[GIVEN DATA — start]

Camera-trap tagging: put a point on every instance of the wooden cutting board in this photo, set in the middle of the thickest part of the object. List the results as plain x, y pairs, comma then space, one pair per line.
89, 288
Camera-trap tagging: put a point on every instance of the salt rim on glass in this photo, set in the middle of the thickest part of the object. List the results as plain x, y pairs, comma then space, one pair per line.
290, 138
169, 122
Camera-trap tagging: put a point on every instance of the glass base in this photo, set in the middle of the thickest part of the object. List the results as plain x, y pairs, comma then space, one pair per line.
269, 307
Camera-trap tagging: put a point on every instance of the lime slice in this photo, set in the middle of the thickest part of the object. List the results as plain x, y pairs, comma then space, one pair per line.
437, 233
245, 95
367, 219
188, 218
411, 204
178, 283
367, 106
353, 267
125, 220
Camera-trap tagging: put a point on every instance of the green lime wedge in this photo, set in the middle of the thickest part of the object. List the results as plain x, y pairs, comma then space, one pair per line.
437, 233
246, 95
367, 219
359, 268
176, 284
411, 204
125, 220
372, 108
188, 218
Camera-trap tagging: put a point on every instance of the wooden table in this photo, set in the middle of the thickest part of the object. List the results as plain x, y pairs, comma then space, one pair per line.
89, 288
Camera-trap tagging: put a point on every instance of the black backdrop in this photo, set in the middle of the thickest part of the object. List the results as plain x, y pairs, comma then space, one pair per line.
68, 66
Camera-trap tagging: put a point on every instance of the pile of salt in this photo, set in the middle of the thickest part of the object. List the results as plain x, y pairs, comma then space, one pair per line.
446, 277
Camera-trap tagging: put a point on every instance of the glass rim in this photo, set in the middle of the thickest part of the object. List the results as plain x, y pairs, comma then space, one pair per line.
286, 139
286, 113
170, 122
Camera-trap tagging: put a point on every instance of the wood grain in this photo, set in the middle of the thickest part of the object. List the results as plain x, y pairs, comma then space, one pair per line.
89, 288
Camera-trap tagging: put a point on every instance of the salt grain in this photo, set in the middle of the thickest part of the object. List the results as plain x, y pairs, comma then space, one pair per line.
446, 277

[GIVEN DATA — finish]

> [PROBLEM] Copy each line of the records verbatim.

> [EXERCISE SOLUTION]
Camera-trap tagging: put a point on every instance of the wooden cutting board in this photo, set in the middle of the thickest part of the object. List the results as plain x, y pairs, comma then space, one pair per line.
89, 288
Camera-trap tagging: put a point on every instance of the salt rim on glass in this photo, set in the middle of the thickest part of the object. List the results as plain x, y pairs, comma then space, one pair per line.
290, 138
169, 122
Camera-trap tagging: put a point on every instance of the glass base in this photo, set in the middle of the thickest part of the object. List the results as plain x, y pairs, comma then space, one pair per line.
269, 307
Camera-trap tagging: put a point on every instance of the lime slice in this photo, set in the middle of the thickest part of the object. List the results as plain x, y pairs, comma then space, one pair per line.
437, 233
245, 95
367, 219
188, 218
411, 204
178, 283
367, 106
353, 267
125, 220
Camera-trap tagging: put a point on every instance of the green lime wedge in this photo, set in the middle of the thickest part of the object. List the results as plain x, y pairs, comma then space, one pair per line.
437, 233
246, 95
367, 219
359, 268
176, 284
411, 204
125, 220
372, 108
188, 218
Camera-trap tagging: put a point on every instance of the wooden table in this photo, set in the middle of the thickest part of the object. List the results as plain x, y pairs, comma then space, one pair per line.
89, 288
Camera-trap tagging: put a point on every instance of the black backdrop in this photo, set in the middle of the thickest part of the object. List the results as plain x, y pairs, comma then space, one pair per line.
68, 66
Camera-trap tagging: put a point on every instance of the pile of salt in this photo, set in the middle of the thickest part of the object. List the results as plain x, y pairs, comma then space, one pair per line.
446, 277
Camera-trap tagging: put a point on every instance of the glass rim in this photo, set in the middle of the thickest part of the object. List the results as plain x, y pairs, comma then space, one pair per line.
286, 139
286, 113
170, 122
Camera-trap tagging: put a point on every instance of the wood grain in this photo, set in the middle of the thickest part of the object. List the results as plain x, y pairs, comma then space, one pair per line.
89, 288
Camera-trap tagging: put a point on every instance of the salt grain in this photo, set in the middle of the thickest part of the object. List the results as plain x, y pairs, comma then space, one pair per line.
446, 277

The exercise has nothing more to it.